begin

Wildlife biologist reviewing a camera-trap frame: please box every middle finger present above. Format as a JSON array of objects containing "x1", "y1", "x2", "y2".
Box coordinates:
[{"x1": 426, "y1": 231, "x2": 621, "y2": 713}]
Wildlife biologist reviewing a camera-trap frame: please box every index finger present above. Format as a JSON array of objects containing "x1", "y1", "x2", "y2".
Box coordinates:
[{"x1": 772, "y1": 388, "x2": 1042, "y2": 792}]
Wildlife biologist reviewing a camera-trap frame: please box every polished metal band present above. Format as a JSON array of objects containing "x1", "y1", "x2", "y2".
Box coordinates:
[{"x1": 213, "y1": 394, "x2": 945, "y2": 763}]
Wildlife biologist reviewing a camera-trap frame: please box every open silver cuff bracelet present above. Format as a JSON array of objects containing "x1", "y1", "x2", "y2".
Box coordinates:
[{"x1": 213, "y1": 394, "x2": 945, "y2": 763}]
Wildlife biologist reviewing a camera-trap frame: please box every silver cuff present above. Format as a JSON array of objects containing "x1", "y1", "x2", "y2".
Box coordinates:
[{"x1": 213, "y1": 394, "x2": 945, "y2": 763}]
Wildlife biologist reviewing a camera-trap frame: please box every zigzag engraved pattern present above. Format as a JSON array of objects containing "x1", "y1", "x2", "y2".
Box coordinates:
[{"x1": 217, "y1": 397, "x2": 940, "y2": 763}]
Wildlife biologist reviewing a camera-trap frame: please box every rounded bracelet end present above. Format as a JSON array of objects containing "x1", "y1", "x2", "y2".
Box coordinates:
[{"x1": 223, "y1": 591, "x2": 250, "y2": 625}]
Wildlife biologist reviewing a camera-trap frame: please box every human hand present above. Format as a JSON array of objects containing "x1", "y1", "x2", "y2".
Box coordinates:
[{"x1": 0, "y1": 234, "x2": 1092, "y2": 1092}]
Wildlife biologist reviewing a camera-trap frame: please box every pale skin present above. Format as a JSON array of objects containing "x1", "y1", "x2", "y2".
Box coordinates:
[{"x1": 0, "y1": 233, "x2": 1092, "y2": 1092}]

end

# TASK TO CARRY OUT
Reproduce word for word the lines of the records that run from the one containing "box every human" through the last line of the records, and include both of those lines.

# THE RESPONSE
Wildlife biologist reviewing a camera-trap frame: please box every human hand present above. Format as a JSON array of objects containing "x1", "y1", "x2", "y2".
Box coordinates:
[{"x1": 0, "y1": 234, "x2": 1092, "y2": 1092}]
Wildlife biologist reviewing a camera-trap frame: please box every pale skin present above. Format as a JSON array of objects containing "x1", "y1", "x2", "y2".
Box coordinates:
[{"x1": 0, "y1": 233, "x2": 1092, "y2": 1092}]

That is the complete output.